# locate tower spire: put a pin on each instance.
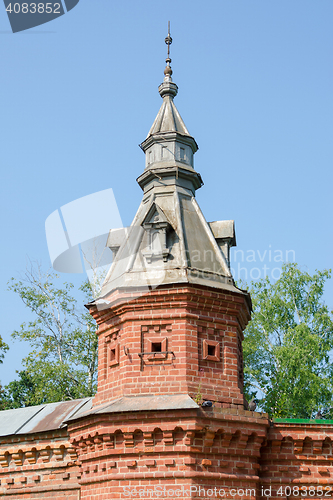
(168, 70)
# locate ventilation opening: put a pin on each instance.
(156, 347)
(211, 350)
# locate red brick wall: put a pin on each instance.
(298, 456)
(212, 448)
(36, 466)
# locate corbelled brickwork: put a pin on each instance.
(39, 466)
(194, 448)
(168, 419)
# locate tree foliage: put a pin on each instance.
(288, 343)
(63, 362)
(3, 347)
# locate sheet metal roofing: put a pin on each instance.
(41, 418)
(141, 403)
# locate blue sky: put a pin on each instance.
(255, 90)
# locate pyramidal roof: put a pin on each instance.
(169, 240)
(168, 118)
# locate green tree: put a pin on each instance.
(3, 347)
(287, 345)
(63, 362)
(19, 393)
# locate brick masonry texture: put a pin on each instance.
(174, 340)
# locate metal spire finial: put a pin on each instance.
(168, 41)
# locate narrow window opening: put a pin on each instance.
(156, 347)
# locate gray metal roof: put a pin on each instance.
(41, 418)
(141, 403)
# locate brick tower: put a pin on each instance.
(169, 410)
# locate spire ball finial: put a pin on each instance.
(168, 41)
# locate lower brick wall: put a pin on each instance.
(213, 453)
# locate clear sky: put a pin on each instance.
(255, 90)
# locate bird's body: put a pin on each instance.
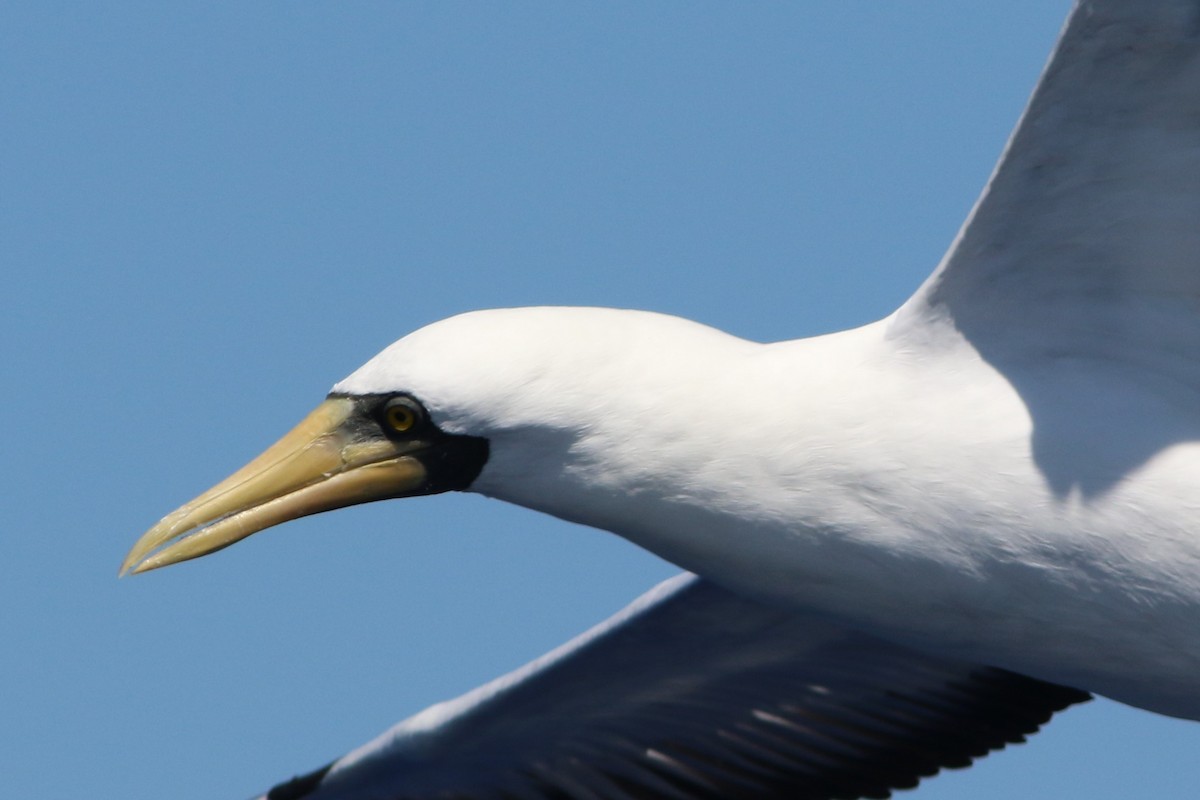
(918, 488)
(916, 540)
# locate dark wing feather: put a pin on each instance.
(694, 692)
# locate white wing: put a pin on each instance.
(1086, 241)
(695, 692)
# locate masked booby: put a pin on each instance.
(907, 543)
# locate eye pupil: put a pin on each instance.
(401, 416)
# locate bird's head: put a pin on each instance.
(483, 401)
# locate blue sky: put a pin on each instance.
(209, 212)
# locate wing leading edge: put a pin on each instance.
(1086, 242)
(694, 692)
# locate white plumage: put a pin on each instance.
(1000, 476)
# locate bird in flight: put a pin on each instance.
(906, 545)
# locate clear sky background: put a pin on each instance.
(209, 212)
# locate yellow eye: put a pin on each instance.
(401, 416)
━━━
◆ Task to carry out
Copy every item above word for word, leaving out the pictures.

◆ Exercise output
# locate tower spire: put a pin on each instance.
(168, 70)
# locate ventilation opening: put a pin on each instance.
(156, 347)
(211, 350)
# locate red brick wall: put a pin on each instance.
(298, 456)
(212, 448)
(36, 466)
# locate corbelled brickwork: put a pin on each instance.
(39, 466)
(194, 448)
(168, 419)
# locate tree foliage: put a pin on each instance.
(288, 343)
(63, 362)
(3, 347)
# locate sheet metal roofing: put a pin on each instance.
(41, 418)
(141, 403)
# locate blue sky: put a pin on each instance.
(255, 90)
# locate pyramidal roof: put a pin on each instance.
(169, 240)
(168, 118)
# locate green tree: put a pin on each instance.
(3, 347)
(287, 345)
(63, 362)
(19, 393)
# locate brick masonry texture: put a pin on each instance.
(174, 340)
# locate metal spire finial: put a pin on each instance.
(168, 41)
# locate narrow window opening: put a pin on each instance.
(156, 347)
# locate gray metal roof: put a pin on each instance.
(41, 418)
(141, 403)
# locate brick tower: put a pin on each instance.
(169, 410)
# locate spire ball finial: put a pin on each instance.
(168, 41)
# locate lower brick wall: put a pin on each instance.
(213, 453)
# locate clear sky: put a pin on each instance.
(255, 90)
# locate bird's body: put a pin on each instance.
(918, 488)
(916, 540)
# locate dark wing feather: put a pin on each instance.
(694, 692)
# locate white wing: put a pin on each instance.
(1086, 241)
(695, 692)
# locate masked booby: put a pin on each instance.
(907, 543)
# locate eye pupil: put a pin on each instance.
(401, 416)
# locate bird's head: put a pin on each instance.
(483, 401)
# locate blue sky: put a pin on each instance.
(209, 212)
# locate wing leading edge: put a pin on each instance.
(1086, 242)
(694, 692)
# locate white plumage: put a pin on each instance.
(1000, 476)
# locate bird in flight: put a pin on each instance.
(906, 545)
# locate clear sky background: put a pin on each instance.
(209, 212)
# locate yellow eye: put a pin on each instance.
(401, 416)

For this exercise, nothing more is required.